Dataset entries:

════════════════

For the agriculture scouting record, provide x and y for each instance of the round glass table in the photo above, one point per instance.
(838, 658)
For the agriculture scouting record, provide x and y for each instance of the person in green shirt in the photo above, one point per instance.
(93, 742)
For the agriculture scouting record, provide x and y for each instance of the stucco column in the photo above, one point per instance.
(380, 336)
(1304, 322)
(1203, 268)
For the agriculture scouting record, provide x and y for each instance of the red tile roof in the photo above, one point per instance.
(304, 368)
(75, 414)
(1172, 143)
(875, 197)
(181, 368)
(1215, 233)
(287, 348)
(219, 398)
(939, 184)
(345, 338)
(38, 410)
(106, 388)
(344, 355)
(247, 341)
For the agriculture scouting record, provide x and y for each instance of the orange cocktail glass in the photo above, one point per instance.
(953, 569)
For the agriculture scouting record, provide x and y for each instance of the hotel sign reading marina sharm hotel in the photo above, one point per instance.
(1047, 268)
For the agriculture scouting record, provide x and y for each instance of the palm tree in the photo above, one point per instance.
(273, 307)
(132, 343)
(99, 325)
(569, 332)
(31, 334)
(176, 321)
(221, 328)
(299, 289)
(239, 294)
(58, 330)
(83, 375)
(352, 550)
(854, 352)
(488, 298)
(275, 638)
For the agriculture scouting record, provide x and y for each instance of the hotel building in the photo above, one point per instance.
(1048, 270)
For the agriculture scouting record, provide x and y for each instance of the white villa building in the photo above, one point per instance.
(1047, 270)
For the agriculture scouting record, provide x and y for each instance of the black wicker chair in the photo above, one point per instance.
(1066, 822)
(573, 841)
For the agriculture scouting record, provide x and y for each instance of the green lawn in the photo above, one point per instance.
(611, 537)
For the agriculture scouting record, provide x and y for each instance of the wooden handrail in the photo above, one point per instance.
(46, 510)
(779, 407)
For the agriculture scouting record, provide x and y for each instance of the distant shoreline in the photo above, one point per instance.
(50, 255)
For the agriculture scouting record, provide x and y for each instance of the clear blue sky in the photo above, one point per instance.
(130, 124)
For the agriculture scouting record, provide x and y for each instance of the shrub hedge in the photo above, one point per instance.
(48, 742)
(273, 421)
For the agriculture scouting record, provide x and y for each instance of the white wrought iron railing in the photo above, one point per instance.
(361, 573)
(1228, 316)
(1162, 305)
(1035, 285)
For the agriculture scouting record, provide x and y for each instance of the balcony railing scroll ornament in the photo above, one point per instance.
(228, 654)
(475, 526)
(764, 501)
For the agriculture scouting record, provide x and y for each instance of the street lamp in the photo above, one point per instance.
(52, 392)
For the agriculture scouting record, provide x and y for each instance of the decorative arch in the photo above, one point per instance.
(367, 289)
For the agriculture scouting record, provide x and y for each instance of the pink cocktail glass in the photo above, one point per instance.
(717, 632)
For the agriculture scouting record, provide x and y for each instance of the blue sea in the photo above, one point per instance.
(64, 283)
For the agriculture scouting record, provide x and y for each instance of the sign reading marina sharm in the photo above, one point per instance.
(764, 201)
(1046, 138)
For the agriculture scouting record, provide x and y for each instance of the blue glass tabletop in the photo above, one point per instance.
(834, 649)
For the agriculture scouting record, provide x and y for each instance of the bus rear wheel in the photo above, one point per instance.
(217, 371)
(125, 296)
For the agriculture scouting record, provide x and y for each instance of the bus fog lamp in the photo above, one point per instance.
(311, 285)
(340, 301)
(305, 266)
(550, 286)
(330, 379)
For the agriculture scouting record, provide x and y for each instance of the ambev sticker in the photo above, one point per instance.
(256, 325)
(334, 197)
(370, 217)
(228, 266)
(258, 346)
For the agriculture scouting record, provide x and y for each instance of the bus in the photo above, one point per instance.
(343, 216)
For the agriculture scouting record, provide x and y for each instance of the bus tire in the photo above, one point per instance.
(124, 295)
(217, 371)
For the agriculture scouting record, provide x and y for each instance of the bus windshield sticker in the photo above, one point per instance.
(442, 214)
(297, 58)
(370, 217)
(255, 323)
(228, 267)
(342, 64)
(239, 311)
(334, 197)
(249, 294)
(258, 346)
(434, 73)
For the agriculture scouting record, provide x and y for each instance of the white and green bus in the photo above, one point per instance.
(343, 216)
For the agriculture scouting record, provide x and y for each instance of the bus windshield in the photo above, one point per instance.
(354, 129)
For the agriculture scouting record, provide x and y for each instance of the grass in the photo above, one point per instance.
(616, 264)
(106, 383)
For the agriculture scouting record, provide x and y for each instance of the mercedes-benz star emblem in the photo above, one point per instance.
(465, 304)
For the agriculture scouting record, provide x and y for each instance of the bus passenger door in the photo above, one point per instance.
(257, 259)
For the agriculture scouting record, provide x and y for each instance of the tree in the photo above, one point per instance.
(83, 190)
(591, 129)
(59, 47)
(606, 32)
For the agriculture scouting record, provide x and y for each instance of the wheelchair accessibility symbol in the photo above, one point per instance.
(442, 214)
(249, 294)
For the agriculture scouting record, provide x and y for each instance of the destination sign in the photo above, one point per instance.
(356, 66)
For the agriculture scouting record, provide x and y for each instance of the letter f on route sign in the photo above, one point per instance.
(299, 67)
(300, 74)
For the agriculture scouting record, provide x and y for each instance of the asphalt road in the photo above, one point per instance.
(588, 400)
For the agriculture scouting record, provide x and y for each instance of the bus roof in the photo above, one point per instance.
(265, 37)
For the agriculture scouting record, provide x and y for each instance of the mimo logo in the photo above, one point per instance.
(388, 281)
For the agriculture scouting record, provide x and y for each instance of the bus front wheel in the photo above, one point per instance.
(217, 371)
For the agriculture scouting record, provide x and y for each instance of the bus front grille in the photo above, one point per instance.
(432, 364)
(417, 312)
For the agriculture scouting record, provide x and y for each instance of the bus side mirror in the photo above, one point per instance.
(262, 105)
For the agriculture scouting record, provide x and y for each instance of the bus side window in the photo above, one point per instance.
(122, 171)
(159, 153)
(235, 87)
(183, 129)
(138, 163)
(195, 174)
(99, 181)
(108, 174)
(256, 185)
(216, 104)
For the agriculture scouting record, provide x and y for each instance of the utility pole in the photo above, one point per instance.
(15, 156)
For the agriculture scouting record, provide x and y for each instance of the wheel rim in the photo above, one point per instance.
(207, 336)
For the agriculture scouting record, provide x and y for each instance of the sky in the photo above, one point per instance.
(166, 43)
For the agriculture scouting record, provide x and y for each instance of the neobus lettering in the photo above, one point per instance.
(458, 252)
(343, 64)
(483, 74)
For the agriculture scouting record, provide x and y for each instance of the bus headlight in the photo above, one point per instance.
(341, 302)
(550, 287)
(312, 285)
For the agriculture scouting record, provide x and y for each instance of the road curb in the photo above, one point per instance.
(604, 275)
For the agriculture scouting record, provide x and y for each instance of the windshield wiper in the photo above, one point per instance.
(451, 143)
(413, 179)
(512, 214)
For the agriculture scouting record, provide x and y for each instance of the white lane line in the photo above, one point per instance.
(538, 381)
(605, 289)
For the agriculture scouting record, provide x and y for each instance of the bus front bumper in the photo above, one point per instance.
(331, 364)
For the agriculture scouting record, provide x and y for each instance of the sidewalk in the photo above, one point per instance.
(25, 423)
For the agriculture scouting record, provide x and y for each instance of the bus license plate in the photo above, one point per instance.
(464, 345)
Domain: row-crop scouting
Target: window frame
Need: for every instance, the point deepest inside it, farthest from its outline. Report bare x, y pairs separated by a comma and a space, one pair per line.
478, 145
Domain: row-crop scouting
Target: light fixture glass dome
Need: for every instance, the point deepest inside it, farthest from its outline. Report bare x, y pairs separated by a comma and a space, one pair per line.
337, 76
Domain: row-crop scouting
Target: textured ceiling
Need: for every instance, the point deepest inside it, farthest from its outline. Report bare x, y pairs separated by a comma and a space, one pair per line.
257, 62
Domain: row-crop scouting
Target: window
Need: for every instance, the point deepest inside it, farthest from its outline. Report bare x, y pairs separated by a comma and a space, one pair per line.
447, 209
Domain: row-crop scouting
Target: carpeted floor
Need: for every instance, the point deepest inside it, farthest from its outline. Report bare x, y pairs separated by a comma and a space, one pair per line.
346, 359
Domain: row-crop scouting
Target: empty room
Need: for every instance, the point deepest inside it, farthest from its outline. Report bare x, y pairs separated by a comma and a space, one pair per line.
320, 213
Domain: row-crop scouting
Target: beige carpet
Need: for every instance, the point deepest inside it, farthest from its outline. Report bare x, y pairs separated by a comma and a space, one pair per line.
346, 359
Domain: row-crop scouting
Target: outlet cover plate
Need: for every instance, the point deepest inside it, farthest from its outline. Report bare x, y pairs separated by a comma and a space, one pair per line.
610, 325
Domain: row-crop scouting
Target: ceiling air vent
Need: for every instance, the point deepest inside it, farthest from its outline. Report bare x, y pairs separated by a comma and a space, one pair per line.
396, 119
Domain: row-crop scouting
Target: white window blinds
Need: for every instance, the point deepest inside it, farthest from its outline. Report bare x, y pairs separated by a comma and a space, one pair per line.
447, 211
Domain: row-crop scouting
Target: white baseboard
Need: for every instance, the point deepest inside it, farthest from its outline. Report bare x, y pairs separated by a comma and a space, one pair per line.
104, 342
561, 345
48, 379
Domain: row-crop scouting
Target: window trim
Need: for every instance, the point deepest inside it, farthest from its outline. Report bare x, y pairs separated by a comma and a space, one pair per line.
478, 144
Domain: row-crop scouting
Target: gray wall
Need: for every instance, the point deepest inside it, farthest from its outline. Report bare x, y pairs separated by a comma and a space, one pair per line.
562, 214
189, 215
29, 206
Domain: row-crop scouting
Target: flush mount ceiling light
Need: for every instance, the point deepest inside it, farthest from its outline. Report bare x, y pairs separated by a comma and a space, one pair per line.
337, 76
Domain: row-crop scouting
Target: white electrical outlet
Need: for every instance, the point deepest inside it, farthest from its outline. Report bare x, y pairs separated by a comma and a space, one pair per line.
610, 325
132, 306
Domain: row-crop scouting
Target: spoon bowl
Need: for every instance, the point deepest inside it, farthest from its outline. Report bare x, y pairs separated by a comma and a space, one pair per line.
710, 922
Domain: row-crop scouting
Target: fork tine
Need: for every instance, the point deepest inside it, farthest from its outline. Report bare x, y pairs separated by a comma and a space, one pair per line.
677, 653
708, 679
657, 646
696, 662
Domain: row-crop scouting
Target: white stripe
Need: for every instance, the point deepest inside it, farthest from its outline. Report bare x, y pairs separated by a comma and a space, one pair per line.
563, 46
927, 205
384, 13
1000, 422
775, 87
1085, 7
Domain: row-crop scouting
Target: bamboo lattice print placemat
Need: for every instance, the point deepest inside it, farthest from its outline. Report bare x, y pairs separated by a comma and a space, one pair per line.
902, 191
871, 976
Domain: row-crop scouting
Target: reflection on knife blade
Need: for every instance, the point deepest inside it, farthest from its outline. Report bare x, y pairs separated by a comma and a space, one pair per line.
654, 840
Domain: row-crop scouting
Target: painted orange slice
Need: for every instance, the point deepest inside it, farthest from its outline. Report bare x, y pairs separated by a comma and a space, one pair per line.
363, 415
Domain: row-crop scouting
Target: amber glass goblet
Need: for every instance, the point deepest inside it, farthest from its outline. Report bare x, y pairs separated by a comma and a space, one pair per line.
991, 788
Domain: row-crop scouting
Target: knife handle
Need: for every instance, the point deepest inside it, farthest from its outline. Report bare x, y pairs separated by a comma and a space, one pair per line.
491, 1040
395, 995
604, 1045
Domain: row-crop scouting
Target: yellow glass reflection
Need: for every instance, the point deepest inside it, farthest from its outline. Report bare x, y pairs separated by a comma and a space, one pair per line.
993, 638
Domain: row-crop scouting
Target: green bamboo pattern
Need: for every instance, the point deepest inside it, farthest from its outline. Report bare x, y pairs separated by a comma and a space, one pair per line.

════════════════

» Your assignment
The number alone, please: how many lines in the data contain the string "bamboo"?

» Answer box
2